**Document passage**
%%
# had a nice conversation on airplane



## homer (Nov 23, 2008)

Normally when I fly I don't talk to anyone, just do some reading to help the time go by. This time I actually had a nice conversation. We talked about work and where we were from and the stupid airline fees. We shared some snack food we brought along. Best flight I've had in a long time.


----------



## millenniumman75 (Feb 4, 2005)

That's neat, Homer :boogie :boogie :boogie
I got to do that when I was on an airplane (only took one trip - to Florida the weekend of the Columbia tragedy). I even talked to the flight attendant . It's just weird when you ask them where they live. We were in Florida, but she said she lived in New York and had a flight after ours. It sounded hard to keep up with :stu


----------



## GaSS PaNiCC (Mar 27, 2007)

little steps, little steps. Great Job!


----------



## coldmorning (Jul 4, 2007)

I've met some of the most interesting and friendly people on airplanes. I never initiate conversations on them, but maybe 4 out of 5 times the person next to me will start talking to me. It depends on the city too... people don't usually talk to me on flights to LA or NYC. But I've never been on a plane to or from Hawaii where the person next to me did not start a conversation.


----------



## homer (Nov 23, 2008)

Thanks.

Coldmorning, it is interesting you see differences based on destination, but I guess that makes sense.


----------
%%
**Brief**
Could you repeat the part of the airplane conversation thread that begins at the words "little steps, little" and stops after "start a conversation.", word for word?

**Exercise data**
%%
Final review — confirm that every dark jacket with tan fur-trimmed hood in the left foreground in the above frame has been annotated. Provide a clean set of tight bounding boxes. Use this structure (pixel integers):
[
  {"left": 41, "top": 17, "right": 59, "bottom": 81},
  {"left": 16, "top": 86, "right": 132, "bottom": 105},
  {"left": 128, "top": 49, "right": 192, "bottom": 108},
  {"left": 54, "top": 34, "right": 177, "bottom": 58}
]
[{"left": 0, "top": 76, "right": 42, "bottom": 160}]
%%
**Task result**
little steps, little steps. Great Job!


----------



## coldmorning (Jul 4, 2007)

I've met some of the most interesting and friendly people on airplanes. I never initiate conversations on them, but maybe 4 out of 5 times the person next to me will start talking to me. It depends on the city too... people don't usually talk to me on flights to LA or NYC. But I've never been on a plane to or from Hawaii where the person next to me did not start a conversation.